------ Text
0
votes

I'm using Kafka 0.9 new Consumer API.

I'm letting Kafka take care of the offsets for the consumers. I have consumers running on multiple machines reading from the same topic.

I'm trying to find out the following:

  • The consumers registered with a consumer-group
  • The offset of each consumer

I thought the consumer-group - consumer relationship would be stored in ZooKeeper. I see the consumers node in ZooKeeper it has no childeren.

The offsets as far as I can tell by looking through the code are being written into kafka, but I can't tell what topic they're being written to?

3

3 Answers

2
votes

There seems to be at least 2 types of key-value pairs stored in the __consumer_offsets topic @nautilus pointed out.

  1. Group metadata information
  2. Offset commits

Kafka uses its own schema and serialization as far as I can tell. You can find out more about these structures by looking through kafka.coordinator.GroupMetadataManager:

  • GroupMetadataManager.OFFSET_COMMIT_KEY_SCHEMA
  • GroupMetadataManager.OFFSET_COMMIT_VALUE_SCHEMA_V0
  • GroupMetadataManager.GROUP_METADATA_KEY_SCHEMA
  • GroupMetadataManager.GROUP_METADATA_VALUE_SCHEMA_V0
1
votes

As @hba mentions, the details of encoding/decoding are found in kafka.coordinator.GroupMetadataManager near the bottom. Look for readMessageKey and the two following methods. Basically, what you need is a sequence of calls like

import org.apache.kafka.common.protocol.types.Type;
...
------------
------ Source material
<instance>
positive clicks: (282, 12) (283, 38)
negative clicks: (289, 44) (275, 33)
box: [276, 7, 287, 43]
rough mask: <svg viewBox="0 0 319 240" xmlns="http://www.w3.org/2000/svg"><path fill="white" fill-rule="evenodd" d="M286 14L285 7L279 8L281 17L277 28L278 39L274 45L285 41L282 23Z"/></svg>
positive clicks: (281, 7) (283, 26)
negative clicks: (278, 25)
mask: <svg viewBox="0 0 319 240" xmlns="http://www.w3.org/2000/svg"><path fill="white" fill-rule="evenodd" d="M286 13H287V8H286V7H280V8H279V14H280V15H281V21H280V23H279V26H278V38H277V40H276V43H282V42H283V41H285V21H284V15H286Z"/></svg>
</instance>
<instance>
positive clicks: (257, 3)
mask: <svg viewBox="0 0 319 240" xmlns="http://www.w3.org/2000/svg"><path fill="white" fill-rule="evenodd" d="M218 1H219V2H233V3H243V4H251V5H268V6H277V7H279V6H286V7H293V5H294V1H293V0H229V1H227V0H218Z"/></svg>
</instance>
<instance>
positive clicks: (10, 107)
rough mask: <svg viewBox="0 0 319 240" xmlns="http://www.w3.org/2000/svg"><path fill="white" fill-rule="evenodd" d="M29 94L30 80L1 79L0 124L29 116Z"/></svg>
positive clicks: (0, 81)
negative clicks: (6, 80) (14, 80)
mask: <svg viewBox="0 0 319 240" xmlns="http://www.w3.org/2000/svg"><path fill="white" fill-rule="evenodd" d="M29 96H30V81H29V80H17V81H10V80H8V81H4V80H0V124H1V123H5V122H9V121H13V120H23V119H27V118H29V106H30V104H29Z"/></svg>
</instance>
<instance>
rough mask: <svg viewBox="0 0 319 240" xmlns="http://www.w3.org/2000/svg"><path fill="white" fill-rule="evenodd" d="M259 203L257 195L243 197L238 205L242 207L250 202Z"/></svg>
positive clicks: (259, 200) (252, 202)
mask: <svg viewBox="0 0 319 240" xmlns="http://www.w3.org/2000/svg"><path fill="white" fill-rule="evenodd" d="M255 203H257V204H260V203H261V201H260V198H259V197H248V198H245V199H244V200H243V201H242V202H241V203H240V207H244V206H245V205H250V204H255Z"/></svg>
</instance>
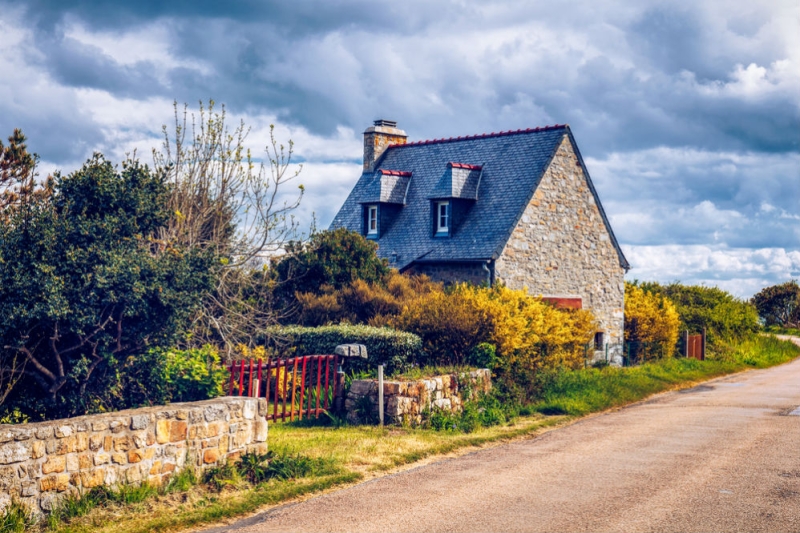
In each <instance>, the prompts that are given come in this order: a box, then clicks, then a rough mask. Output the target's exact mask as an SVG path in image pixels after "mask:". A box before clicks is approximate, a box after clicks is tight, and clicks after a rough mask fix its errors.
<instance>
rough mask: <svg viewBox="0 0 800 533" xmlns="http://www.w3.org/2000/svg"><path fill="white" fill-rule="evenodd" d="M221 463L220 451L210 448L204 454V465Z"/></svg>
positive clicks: (205, 451)
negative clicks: (219, 462)
mask: <svg viewBox="0 0 800 533" xmlns="http://www.w3.org/2000/svg"><path fill="white" fill-rule="evenodd" d="M217 461H219V449H216V448H208V449H206V450H205V451H204V452H203V463H205V464H207V465H208V464H212V463H216V462H217Z"/></svg>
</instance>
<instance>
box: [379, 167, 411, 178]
mask: <svg viewBox="0 0 800 533" xmlns="http://www.w3.org/2000/svg"><path fill="white" fill-rule="evenodd" d="M378 172H380V173H381V175H383V176H403V177H406V178H407V177H410V176H411V172H408V171H407V170H386V169H383V168H382V169H380V170H379V171H378Z"/></svg>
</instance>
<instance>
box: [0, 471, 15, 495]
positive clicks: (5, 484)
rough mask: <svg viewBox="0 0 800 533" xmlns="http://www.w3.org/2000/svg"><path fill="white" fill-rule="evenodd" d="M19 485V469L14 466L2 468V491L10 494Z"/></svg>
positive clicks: (1, 471) (1, 478)
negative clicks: (9, 493)
mask: <svg viewBox="0 0 800 533" xmlns="http://www.w3.org/2000/svg"><path fill="white" fill-rule="evenodd" d="M16 483H17V469H16V468H15V467H13V466H0V490H1V491H4V492H9V489H10V488H11V487H13V486H14V485H15V484H16Z"/></svg>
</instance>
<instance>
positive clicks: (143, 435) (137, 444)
mask: <svg viewBox="0 0 800 533" xmlns="http://www.w3.org/2000/svg"><path fill="white" fill-rule="evenodd" d="M131 441H132V442H133V446H134V447H135V448H144V447H145V446H147V435H144V434H142V433H138V434H136V435H131Z"/></svg>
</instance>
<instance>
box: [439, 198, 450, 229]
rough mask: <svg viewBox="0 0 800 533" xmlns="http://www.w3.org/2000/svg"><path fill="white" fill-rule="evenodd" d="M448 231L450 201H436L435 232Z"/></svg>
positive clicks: (449, 223)
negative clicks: (440, 201) (435, 227)
mask: <svg viewBox="0 0 800 533" xmlns="http://www.w3.org/2000/svg"><path fill="white" fill-rule="evenodd" d="M449 232H450V202H436V234H437V235H447V234H448V233H449Z"/></svg>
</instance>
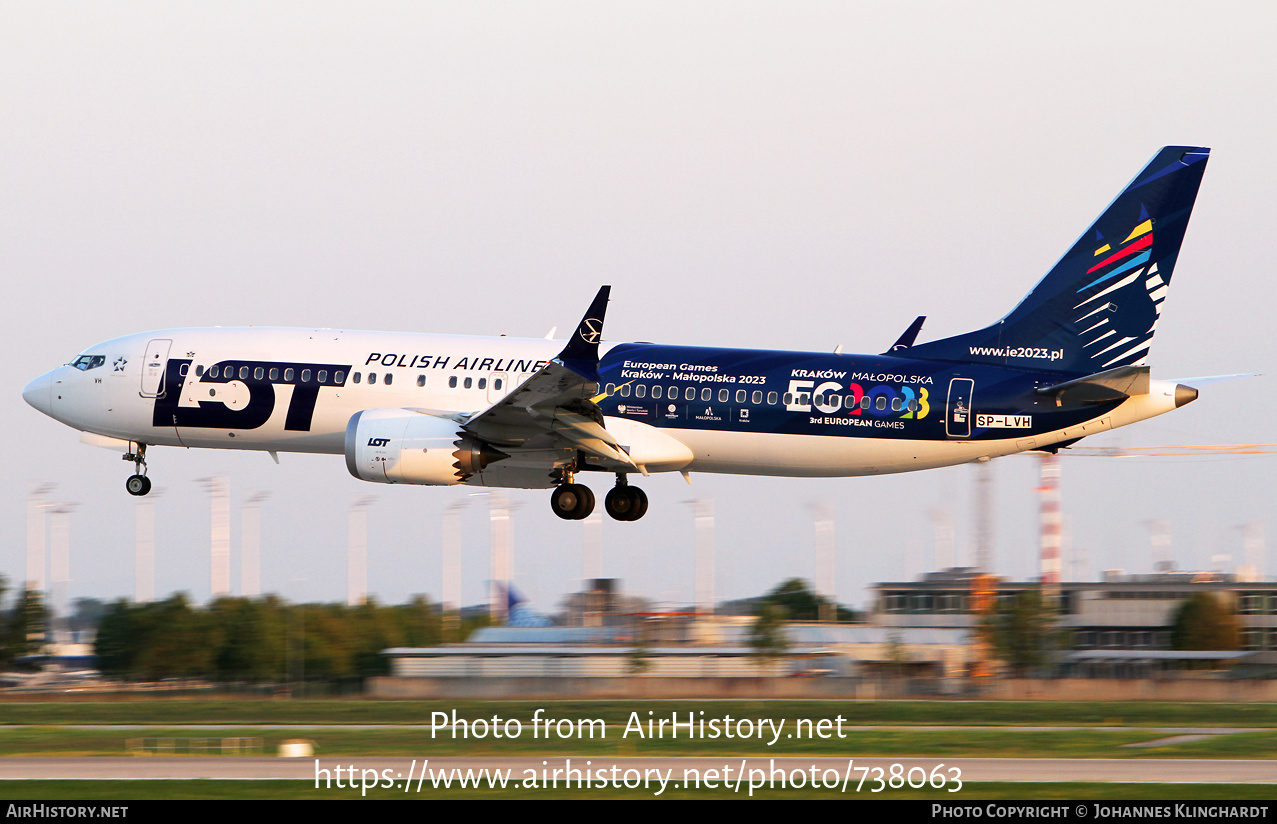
------------
◆ Activity ◆
Carry the Kafka consumer offsets thread forward from the point where it stops. This material was gathered from a separate source.

◆ Solved problem ◆
ByteBuffer bb = ByteBuffer.wrap(consumerRecord.key())
short version = bb.getShort();
String group = (String)Type.String.read(bb);
String topic = (String)Type.String.read(bb);
int partition = (int)Type.INT32.read(bb);

The nice thing is that org.apache.kafka.common.protocol.types.Type is part of the Java api, independent of big main Jar. The ugly part is, that the above code snippet is not complete. There are two versions of each consumerRecord.key() and consumerRecord.value() that come along and one has to mimic the decoding of the above mentioned methods. Not a big deal, just a bit tedious.

If it is OK for your project to depend on the scala-jar, the full kafka-jar and one or two more jars needed by Kafka, you may as well use GroupMetadataManager.readMessageKey(bb) and the other two methods to read key and value. At least in 0.9.0.1 its public.

0
votes

The offset if its handled by kafka is not stored in zookeeper it is stored in a topic call "__consumer_offsets-#" in the kafka-logs folder.

You can find out the offset of each consumer by checking the offset field in the KafkaRecords when you do poll(), if you want more information about the consumer group check bin/kafka-consumer-groups.sh

Hope it Helps!